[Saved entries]

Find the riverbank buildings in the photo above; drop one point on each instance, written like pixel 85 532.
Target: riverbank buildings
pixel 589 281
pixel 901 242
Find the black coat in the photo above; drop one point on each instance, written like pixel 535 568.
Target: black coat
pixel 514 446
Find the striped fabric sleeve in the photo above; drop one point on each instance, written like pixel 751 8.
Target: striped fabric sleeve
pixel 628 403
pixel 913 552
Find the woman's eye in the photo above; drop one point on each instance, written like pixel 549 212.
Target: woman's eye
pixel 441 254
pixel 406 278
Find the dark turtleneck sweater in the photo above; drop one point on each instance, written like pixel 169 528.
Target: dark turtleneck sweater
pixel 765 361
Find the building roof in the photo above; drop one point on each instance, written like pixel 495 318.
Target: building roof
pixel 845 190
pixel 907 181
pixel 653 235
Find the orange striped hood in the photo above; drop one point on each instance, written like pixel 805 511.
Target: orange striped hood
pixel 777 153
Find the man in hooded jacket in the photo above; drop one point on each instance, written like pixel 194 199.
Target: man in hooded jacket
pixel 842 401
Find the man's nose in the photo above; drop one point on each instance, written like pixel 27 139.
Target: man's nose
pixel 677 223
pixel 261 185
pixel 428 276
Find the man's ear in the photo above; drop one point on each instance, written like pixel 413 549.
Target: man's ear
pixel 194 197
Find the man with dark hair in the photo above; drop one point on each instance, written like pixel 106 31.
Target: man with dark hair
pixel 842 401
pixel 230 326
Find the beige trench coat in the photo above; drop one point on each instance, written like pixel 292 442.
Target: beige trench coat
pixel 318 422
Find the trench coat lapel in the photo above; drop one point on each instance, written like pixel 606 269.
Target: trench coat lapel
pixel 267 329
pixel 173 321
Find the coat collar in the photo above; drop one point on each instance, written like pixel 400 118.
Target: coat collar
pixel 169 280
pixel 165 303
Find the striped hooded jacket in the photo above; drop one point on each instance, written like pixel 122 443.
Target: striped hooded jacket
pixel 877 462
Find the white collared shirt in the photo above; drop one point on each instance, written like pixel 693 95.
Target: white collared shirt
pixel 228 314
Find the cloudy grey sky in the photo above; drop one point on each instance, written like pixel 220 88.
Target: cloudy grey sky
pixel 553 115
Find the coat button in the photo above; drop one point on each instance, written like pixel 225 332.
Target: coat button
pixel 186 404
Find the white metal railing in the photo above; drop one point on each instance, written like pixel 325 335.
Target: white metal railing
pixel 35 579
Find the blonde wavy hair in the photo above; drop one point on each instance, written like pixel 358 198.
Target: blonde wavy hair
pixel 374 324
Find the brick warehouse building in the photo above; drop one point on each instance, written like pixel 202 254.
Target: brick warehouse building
* * *
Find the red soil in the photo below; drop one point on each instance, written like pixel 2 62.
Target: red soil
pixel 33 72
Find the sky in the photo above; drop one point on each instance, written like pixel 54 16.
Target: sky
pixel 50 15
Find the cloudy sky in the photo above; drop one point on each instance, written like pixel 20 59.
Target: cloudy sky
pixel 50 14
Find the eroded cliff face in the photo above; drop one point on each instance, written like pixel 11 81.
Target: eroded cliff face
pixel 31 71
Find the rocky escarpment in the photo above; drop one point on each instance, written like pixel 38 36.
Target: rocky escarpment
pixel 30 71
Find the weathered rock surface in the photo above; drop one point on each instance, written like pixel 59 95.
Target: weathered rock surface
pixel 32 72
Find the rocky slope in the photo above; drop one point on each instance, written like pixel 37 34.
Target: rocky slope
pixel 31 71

## Work order
Your answer must be a copy of every line in the data above that holds the string "brick".

## Written response
Find the brick warehouse building in the photo above; drop one point on each instance, written like pixel 202 254.
Target: brick warehouse building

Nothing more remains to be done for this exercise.